Reproduce the items below exactly as they appear, from the line containing "Expected content: white dress" through the line containing "716 715 922 861", including both of those lines. Copy nothing outside that span.

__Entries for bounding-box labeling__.
## begin
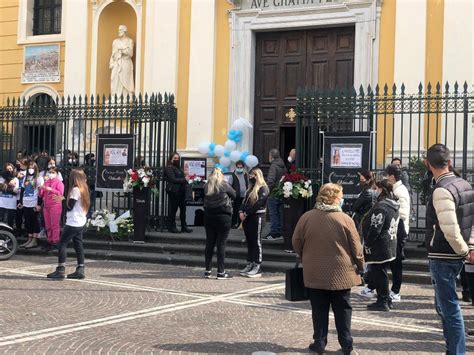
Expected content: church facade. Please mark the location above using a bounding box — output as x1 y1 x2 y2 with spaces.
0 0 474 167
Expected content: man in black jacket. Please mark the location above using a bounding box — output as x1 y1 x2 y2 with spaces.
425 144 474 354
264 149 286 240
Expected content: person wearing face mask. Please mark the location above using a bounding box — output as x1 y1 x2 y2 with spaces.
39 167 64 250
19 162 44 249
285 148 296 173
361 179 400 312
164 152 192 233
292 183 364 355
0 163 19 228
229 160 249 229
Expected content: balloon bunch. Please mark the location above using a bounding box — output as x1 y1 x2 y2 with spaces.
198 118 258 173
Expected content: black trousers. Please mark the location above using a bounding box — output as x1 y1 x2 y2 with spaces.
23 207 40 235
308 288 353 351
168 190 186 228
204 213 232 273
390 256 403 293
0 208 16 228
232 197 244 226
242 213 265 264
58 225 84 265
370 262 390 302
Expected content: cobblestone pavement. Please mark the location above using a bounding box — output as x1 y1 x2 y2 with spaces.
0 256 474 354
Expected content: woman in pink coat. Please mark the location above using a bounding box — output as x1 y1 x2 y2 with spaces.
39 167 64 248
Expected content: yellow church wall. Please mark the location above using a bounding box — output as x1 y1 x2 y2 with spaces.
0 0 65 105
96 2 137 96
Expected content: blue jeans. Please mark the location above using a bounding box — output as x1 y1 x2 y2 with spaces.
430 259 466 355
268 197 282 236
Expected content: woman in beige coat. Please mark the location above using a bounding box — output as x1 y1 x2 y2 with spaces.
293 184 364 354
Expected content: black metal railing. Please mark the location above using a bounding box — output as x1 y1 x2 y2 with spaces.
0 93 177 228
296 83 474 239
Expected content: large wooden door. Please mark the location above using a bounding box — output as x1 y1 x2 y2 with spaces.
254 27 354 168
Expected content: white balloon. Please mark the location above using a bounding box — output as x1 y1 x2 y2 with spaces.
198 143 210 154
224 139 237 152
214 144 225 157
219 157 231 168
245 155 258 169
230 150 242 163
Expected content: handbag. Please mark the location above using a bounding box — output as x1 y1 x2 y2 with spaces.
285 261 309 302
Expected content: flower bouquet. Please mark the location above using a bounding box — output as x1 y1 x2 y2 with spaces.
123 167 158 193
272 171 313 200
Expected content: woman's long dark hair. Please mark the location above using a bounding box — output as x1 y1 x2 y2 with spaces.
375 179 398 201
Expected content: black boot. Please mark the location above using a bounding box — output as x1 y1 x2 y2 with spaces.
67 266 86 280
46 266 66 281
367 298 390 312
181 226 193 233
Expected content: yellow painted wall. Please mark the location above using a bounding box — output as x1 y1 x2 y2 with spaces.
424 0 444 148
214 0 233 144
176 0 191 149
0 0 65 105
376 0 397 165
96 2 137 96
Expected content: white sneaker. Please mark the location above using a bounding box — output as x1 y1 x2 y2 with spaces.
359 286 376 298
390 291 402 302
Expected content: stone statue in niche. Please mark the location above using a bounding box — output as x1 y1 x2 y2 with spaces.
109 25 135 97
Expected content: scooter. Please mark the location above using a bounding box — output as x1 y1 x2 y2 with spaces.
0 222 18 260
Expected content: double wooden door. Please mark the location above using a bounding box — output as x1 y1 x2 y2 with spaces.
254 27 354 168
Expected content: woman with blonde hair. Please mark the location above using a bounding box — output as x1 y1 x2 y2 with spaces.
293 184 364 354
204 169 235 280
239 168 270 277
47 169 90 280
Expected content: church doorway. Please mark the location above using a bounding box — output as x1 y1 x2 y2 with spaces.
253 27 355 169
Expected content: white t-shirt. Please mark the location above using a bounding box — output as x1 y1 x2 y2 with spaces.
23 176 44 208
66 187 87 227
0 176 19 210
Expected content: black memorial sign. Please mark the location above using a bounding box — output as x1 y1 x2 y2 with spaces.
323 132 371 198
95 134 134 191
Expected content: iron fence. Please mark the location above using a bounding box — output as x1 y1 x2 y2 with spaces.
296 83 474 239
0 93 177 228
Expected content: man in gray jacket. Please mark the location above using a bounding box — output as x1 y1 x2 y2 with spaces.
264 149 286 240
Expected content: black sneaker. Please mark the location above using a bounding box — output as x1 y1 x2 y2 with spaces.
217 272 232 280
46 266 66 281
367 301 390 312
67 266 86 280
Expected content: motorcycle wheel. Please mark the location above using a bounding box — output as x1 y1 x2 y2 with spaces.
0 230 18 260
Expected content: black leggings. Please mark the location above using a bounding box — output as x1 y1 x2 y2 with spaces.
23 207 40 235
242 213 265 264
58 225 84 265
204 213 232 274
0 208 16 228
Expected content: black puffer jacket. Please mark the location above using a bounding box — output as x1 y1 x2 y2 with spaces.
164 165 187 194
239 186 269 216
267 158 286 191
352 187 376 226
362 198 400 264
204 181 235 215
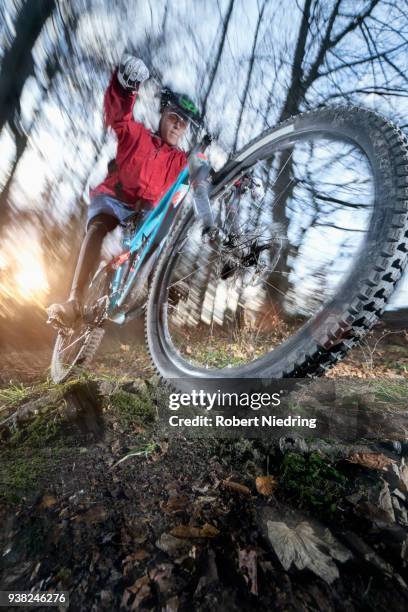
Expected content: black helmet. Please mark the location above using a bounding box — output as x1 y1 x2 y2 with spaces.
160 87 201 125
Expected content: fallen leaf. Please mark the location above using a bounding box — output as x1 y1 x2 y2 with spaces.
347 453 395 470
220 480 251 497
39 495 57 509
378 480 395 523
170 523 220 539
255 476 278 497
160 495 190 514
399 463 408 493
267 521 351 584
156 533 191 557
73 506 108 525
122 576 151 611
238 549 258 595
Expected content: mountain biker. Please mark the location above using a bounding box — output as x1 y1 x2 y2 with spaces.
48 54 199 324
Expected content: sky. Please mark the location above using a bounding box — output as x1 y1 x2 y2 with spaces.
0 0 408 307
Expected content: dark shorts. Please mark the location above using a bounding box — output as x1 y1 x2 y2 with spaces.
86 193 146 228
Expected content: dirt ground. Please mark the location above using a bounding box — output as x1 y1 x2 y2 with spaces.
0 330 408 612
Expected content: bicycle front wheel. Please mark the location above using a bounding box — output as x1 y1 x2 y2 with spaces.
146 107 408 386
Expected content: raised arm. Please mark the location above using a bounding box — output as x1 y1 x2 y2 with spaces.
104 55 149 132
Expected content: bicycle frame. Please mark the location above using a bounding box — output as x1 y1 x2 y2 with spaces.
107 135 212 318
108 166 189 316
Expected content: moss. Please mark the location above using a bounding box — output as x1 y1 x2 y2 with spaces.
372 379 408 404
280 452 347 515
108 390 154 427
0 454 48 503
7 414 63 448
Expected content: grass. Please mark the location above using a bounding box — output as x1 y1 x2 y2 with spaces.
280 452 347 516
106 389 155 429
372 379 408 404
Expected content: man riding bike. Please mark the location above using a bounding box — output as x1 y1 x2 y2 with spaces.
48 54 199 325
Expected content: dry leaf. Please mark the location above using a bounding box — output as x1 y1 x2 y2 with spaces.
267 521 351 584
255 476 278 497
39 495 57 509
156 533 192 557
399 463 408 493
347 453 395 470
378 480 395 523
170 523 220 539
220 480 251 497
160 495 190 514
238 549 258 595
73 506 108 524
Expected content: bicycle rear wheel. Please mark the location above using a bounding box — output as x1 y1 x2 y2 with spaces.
## end
## begin
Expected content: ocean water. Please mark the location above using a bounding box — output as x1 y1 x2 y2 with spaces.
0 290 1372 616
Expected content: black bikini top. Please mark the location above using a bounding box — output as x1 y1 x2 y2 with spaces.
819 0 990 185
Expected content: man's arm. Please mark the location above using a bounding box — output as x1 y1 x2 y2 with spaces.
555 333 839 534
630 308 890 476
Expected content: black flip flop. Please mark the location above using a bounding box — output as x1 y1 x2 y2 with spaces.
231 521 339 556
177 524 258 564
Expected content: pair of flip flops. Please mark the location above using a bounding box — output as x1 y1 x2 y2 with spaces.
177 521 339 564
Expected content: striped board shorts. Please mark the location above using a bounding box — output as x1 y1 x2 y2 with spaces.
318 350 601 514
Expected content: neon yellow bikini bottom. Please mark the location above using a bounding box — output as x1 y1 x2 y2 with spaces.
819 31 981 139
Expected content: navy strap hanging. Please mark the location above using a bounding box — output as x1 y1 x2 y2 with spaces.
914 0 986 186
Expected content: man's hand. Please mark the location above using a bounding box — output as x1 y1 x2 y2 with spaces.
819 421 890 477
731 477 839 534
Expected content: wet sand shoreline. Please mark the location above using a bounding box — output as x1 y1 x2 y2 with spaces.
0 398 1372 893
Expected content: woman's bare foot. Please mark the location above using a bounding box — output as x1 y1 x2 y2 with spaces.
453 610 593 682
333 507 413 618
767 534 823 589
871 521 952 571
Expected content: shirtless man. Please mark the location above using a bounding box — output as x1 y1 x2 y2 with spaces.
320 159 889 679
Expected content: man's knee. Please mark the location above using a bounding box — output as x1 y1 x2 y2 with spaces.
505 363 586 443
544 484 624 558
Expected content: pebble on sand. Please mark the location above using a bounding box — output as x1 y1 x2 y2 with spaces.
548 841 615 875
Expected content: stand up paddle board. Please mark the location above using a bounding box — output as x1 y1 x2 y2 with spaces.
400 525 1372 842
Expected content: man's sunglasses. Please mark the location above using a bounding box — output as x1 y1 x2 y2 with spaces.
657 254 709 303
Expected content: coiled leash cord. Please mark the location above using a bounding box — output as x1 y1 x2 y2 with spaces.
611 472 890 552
## end
## begin
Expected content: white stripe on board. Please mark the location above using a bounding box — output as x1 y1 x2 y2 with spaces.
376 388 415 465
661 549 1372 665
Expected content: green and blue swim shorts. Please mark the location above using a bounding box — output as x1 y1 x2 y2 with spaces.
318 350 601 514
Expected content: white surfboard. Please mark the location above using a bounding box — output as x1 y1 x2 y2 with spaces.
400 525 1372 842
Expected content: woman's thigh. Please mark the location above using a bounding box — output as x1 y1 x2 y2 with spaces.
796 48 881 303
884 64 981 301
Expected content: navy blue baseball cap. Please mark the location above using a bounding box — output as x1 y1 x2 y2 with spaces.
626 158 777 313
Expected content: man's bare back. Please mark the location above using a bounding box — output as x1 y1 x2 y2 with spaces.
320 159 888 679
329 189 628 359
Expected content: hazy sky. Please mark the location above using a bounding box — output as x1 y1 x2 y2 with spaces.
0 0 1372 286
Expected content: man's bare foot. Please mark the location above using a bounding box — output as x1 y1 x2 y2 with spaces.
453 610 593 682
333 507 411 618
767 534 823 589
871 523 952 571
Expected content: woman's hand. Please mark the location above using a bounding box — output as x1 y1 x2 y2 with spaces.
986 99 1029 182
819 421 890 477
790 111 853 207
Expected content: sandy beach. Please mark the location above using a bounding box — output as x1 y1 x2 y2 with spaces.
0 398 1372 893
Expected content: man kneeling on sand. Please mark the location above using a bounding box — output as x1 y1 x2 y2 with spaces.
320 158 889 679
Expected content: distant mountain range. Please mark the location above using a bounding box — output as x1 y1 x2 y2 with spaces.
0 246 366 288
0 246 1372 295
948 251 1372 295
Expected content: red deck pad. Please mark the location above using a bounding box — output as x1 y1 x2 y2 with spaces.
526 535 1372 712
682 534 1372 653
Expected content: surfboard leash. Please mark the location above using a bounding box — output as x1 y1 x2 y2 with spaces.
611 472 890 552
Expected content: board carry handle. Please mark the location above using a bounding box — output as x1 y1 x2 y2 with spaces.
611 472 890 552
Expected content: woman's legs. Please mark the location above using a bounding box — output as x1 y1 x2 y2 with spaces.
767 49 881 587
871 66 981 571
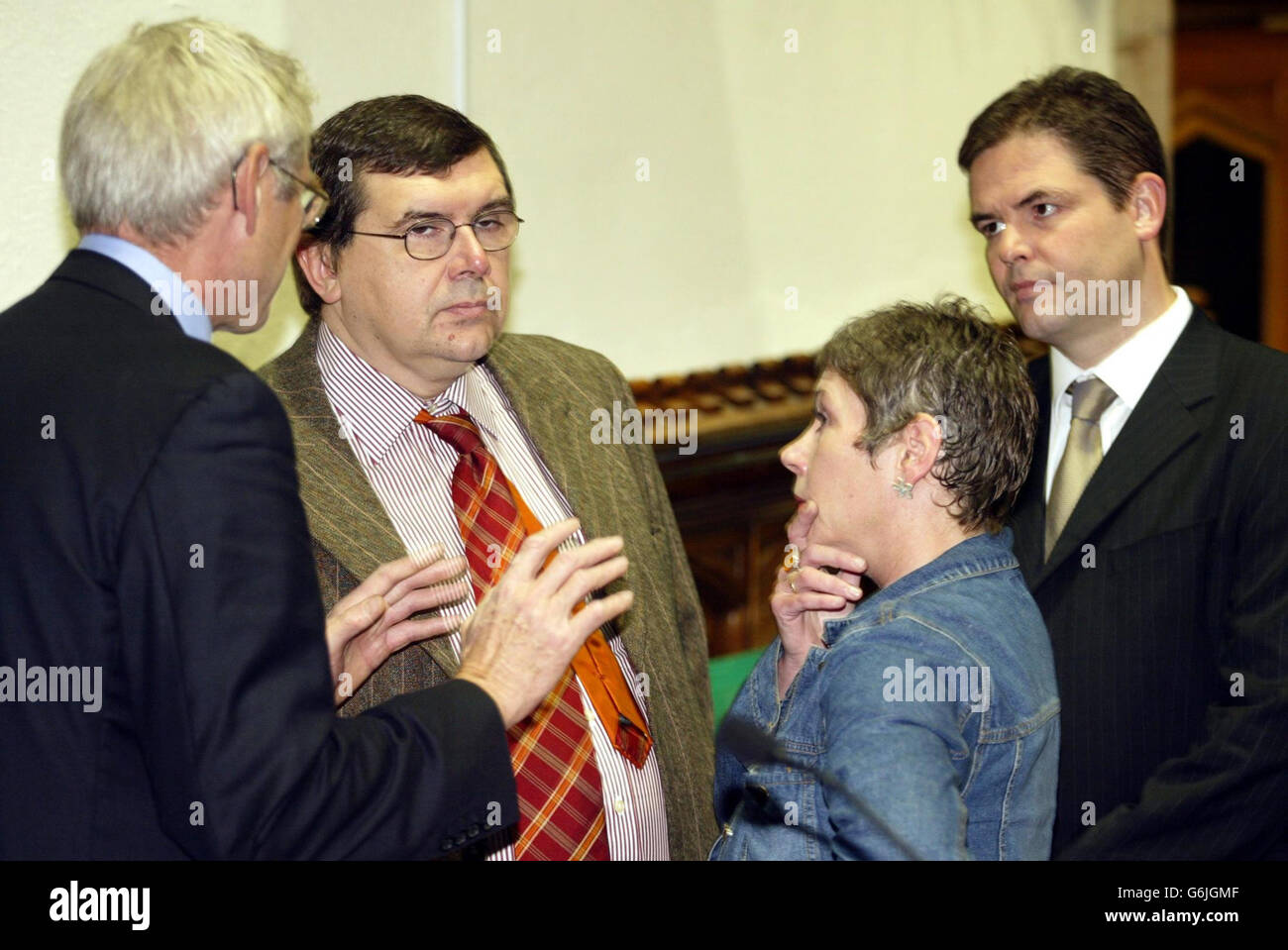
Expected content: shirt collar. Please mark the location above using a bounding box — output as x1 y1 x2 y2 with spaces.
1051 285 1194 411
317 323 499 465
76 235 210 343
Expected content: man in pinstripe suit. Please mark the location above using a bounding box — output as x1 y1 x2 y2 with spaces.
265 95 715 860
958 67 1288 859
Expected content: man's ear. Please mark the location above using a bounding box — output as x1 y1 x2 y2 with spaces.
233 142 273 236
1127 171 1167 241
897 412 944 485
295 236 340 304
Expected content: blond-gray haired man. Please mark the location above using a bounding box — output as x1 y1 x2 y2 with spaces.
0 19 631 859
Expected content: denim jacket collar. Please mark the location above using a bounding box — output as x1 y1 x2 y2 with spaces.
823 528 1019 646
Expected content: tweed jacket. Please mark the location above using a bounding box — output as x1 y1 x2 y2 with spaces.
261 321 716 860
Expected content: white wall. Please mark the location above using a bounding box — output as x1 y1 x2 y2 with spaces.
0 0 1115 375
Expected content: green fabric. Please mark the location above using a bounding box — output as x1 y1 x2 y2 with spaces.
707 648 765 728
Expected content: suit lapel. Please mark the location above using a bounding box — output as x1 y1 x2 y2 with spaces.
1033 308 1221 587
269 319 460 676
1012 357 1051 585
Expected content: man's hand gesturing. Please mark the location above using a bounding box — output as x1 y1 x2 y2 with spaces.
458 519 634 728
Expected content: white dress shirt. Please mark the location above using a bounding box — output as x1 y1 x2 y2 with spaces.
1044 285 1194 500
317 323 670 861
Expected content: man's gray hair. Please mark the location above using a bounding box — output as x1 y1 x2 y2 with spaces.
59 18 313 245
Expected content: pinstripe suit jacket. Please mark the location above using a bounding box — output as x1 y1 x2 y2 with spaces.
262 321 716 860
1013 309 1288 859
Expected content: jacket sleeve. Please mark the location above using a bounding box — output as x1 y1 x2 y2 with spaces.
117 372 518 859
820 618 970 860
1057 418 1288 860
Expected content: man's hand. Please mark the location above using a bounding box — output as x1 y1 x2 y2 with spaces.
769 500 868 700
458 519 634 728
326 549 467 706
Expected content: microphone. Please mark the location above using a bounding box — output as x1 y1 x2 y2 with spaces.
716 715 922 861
## end
__FINAL RESULT__.
Expected content: white dress shirt. Please mark the location above using a bounding box — output as x1 y1 x2 y2 with spaces.
1044 285 1194 500
317 323 670 861
Expected content: man's gray hair. Please mark the location above using a bounding box — output as x1 y1 x2 y2 with spaces.
59 18 313 245
Expected content: pinstripe suit jacket. Please mark the location above using a bounding box — output as x1 y1 x2 y2 with spaces.
262 321 716 860
1013 309 1288 859
Expected content: jacket sleeve. Please mark the location above using a bounding box — output as x1 y1 x2 y2 with spaces.
117 372 518 859
820 618 970 860
1057 418 1288 860
Expected content: man's hand. Please mark the location above using a bounding box — output as x1 y1 x2 y2 with spaces.
769 500 868 700
458 519 634 728
326 549 467 706
Expected content: microphone. Please mark the location above using a bounding box — output as x1 y1 x2 y2 with spaces.
716 715 922 861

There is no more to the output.